APPLY WHAT YOU READ:
1 > Reproduce the part of the blog post below between "Alright, I have" and "too few hours.", inclusive.
2 > Name each pastoral duty listed in the blog post's sentence that begins "Sermons and hospital visits".

READING PASSAGE:
+++

June 12, 2020
by Reverend Dan on June 12, 2020“And who knows that you have come to your position for such a time as this.”
Alright, I have to admit. Seminary didn’t prepare me for this.
Being a pastor during “normal” times is hard enough. Sermons and hospital visits and weddings and funerals and counseling and church administration. Too much to do, too few hours.
Then add a worldwide pandemic. Watching folks argue about the church opening too soon, or not soon enough. Do we wear masks or is social distancing enough? What’s going to happen with the economy? How much longer before a vaccine? How much longer until a cure? What’s going to happen if it comes back?
And then Minneapolis and George Floyd. Racial tensions are at an all-time high. Protests and looting and shootings. The National Guard being mobilized.
Nope, never talked about anything like this in seminary. I’m not sure where to turn some days.
The good news is that I know someone I can always turn to: God. It may be hard to hear Him with all the voices screaming for attention. It may be that we won’t like the answers we will hear from Him. But from my view, we’re at a point where there’s nowhere else to turn. (Isn’t it a shame that we have to get to this point to turn to Him? What would happen if He was the first place we turned?)

+++

Data for pointing at referring expressions:
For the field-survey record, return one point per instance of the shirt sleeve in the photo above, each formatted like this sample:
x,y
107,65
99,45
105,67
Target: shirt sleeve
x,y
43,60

+++

ANSWERS PROVIDED:
1 >
Alright, I have to admit. Seminary didn’t prepare me for this.
Being a pastor during “normal” times is hard enough. Sermons and hospital visits and weddings and funerals and counseling and church administration. Too much to do, too few hours.

2 >
- Sermons
- Hospital visits
- Weddings
- Funerals
- Counseling
- Church administration